(Stated exercise): Put the entire listing below into a two-column CSV with the headers label_text and points. Give each thing to be marked its own row, with its full wording in label_text and all of its points in points; wrap each field in double quotes, turn line breaks into spaces, and leave the pictures out.

(Supplied material):

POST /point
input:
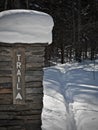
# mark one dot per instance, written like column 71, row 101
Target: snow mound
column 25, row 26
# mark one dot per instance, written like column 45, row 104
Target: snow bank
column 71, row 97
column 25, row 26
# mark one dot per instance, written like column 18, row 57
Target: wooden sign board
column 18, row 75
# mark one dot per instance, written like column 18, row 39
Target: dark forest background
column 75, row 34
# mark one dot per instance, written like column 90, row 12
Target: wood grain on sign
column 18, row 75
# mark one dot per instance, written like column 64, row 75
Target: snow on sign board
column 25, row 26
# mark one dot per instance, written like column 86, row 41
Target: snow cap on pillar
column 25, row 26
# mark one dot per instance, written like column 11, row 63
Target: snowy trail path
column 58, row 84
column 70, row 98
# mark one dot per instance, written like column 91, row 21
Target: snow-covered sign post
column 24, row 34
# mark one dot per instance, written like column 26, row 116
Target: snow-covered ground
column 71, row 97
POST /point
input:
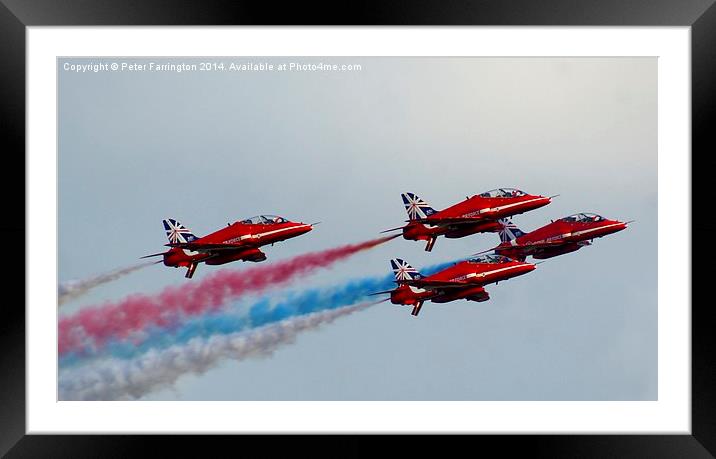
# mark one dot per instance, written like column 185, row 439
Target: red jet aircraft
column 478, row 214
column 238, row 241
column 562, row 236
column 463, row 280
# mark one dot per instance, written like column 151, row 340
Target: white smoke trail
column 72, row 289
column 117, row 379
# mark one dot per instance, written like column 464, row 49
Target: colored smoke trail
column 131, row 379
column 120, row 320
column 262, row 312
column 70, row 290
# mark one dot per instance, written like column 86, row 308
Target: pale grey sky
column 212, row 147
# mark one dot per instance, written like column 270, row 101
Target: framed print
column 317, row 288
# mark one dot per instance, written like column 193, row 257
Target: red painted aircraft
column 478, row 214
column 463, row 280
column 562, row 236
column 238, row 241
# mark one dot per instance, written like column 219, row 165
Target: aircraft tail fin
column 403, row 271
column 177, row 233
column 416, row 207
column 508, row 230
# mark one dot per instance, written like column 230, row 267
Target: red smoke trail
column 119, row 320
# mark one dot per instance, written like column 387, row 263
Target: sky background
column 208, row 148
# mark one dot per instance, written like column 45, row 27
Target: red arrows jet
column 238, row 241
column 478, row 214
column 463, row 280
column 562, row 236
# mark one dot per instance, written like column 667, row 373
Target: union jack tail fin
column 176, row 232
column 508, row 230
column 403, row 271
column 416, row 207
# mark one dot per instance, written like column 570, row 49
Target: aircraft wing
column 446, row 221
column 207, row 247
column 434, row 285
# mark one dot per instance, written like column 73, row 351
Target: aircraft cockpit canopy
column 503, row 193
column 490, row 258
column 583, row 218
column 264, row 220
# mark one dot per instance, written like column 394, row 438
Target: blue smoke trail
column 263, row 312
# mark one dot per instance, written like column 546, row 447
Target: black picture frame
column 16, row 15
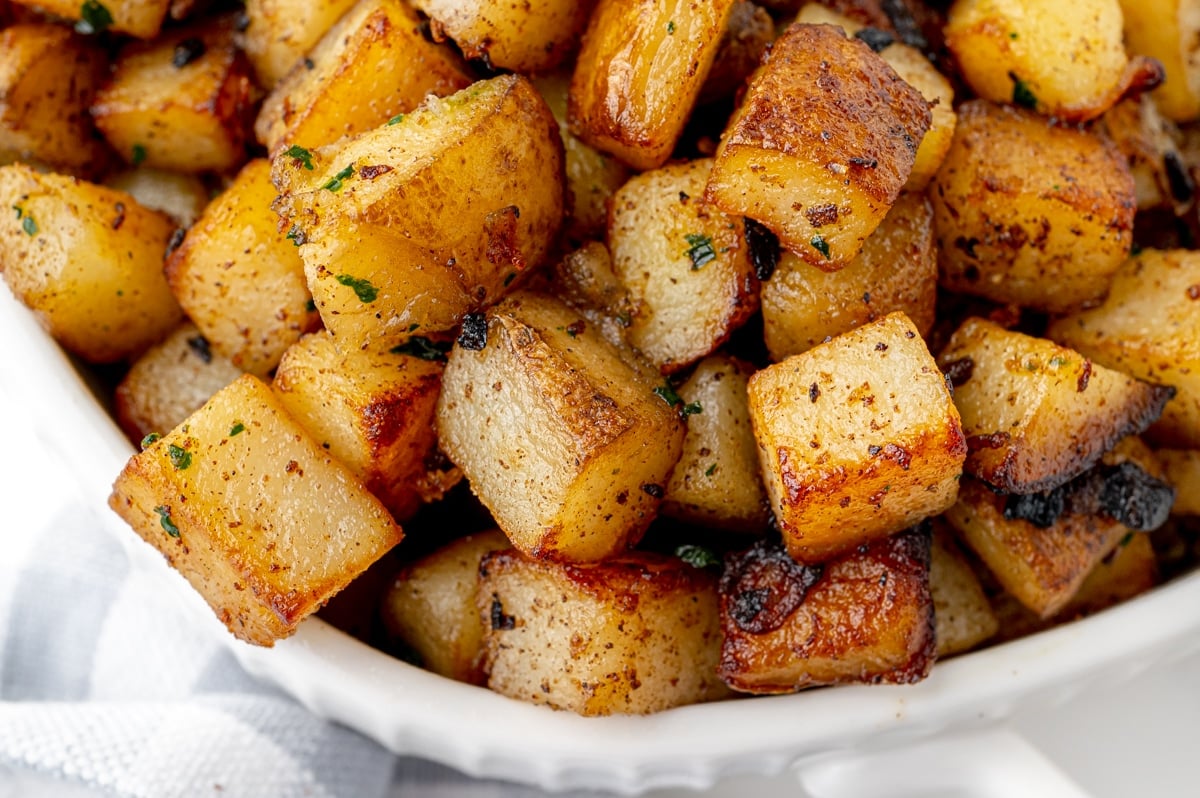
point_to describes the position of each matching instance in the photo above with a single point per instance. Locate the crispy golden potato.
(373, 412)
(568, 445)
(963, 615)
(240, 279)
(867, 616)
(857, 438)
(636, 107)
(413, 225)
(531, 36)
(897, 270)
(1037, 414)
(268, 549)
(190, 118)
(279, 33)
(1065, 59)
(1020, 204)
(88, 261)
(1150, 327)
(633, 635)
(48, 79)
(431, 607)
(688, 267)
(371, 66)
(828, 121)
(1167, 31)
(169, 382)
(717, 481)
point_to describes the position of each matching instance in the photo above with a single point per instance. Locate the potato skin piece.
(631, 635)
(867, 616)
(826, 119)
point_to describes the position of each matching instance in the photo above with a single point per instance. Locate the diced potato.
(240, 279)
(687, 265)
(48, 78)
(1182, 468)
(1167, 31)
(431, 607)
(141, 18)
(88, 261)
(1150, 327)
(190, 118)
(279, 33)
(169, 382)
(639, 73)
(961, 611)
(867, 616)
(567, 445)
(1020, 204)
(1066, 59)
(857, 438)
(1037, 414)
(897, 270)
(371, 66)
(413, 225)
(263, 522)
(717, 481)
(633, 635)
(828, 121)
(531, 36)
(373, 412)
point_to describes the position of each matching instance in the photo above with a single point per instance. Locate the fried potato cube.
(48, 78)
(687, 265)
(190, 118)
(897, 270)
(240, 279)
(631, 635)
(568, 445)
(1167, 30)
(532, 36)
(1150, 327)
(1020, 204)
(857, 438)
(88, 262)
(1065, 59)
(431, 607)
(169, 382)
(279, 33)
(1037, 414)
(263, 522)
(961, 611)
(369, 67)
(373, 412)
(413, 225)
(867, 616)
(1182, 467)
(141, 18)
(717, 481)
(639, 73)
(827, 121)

(Answer to this exercise):
label_text,points
"POST /point input: # mark one dot per instance, written like column 71, row 101 Target: snow mound","column 25, row 26"
"# mark one dot per instance, written like column 45, row 104 Target: snow bank","column 71, row 97 column 25, row 26"
"# mark one dot per instance, written like column 18, row 57 Target: wooden sign board","column 18, row 75"
"# mark one dot per instance, written like column 18, row 39 Target: dark forest background","column 75, row 34"
"# mark one dot per instance, written like column 90, row 12 Target: wood grain on sign","column 18, row 75"
"# mark one dot per instance, written like column 64, row 75 Target: snow on sign board","column 25, row 26"
"# mark one dot per instance, written like column 86, row 41 Target: snow cap on pillar","column 25, row 26"
"# mark one dot per instance, written like column 11, row 63 Target: snowy trail path","column 58, row 84 column 70, row 98"
"# mark one dot per instance, written like column 91, row 21 Target: snow-covered sign post","column 24, row 34"
"# mark one dot per instance, written like column 26, row 116 Target: snow-covered ground","column 71, row 97"
"POST /point input: # mark one dot per instance, written like column 185, row 439 Target: red jet aircraft","column 478, row 214 column 238, row 241 column 562, row 236 column 463, row 280"
"# mark one dot per instance, written like column 151, row 340 Target: white smoke trail","column 72, row 289 column 117, row 379"
"# mark one dot per instance, written like column 464, row 49 Target: colored smoke trail","column 131, row 379 column 120, row 320 column 262, row 312 column 70, row 290"
"# mark one dot per instance, written like column 86, row 308 Target: pale grey sky","column 212, row 147"
"# mark one dot per instance, written like column 270, row 101 Target: framed print","column 317, row 288"
"# mark one dot per instance, written like column 193, row 257 Target: red painted aircraft","column 478, row 214 column 463, row 280 column 562, row 236 column 238, row 241"
"# mark one dot per instance, written like column 219, row 165 Target: aircraft tail fin","column 403, row 271 column 177, row 233 column 416, row 207 column 508, row 230"
"# mark one dot per instance, written like column 230, row 267 Target: red smoke trail","column 119, row 320"
"# mark one dot per instance, written like column 387, row 263 Target: sky background","column 208, row 148"
"# mark one dot per instance, written like column 45, row 27 Target: red arrows jet","column 238, row 241 column 478, row 214 column 463, row 280 column 562, row 236"
"# mark one dot per instance, written like column 667, row 373 Target: union jack tail fin","column 176, row 232 column 508, row 230 column 403, row 271 column 416, row 207"
"# mark one dot per instance, written like column 570, row 49 Target: aircraft wing","column 446, row 221 column 207, row 247 column 434, row 285"
"# mark one dot per instance, written like column 73, row 351 Target: aircraft cockpit canopy","column 503, row 193 column 490, row 258 column 583, row 218 column 264, row 220"
"# mark one dot per instance, written like column 394, row 438 Target: blue smoke trail","column 263, row 312"
"# mark one dot per instance, written like column 546, row 447 Target: black picture frame","column 16, row 15"
"point_to describes the position of each matching instance in the photo above with a single point per instance. Locate the crispy golden potato.","(373, 412) (568, 445) (963, 615) (240, 279) (867, 616) (857, 438) (636, 107) (413, 225) (531, 36) (897, 270) (1037, 414) (268, 549) (190, 118) (279, 33) (1065, 59) (1020, 204) (88, 261) (1150, 327) (633, 635) (48, 79) (431, 607) (688, 267) (371, 66) (828, 121) (1167, 31) (169, 382) (717, 481)"
"point_to describes the position of each matching instance in the photo above with a single point per instance. Locate the potato skin piece.","(631, 635) (867, 616) (826, 119)"
"point_to describes the position of each matching instance in the photo above with a single point per instance. Locate the diced potato.","(240, 279) (687, 265) (48, 78) (1182, 468) (1167, 31) (431, 607) (141, 18) (88, 261) (1150, 327) (190, 118) (279, 33) (169, 382) (639, 73) (961, 611) (867, 616) (567, 445) (1020, 204) (1066, 59) (857, 438) (1037, 414) (897, 270) (371, 66) (413, 225) (263, 522) (717, 481) (633, 635) (828, 121) (531, 36) (373, 412)"
"point_to describes the position of each matching instance in the photo above with a single point per instance. Locate the fried potato cube.","(48, 78) (687, 265) (190, 118) (897, 270) (240, 279) (631, 635) (568, 445) (1167, 30) (532, 36) (1150, 327) (1020, 204) (857, 438) (88, 262) (1065, 59) (431, 607) (169, 382) (279, 33) (1037, 414) (263, 522) (961, 611) (369, 67) (373, 412) (413, 225) (867, 616) (1182, 467) (141, 18) (717, 481) (639, 73) (827, 121)"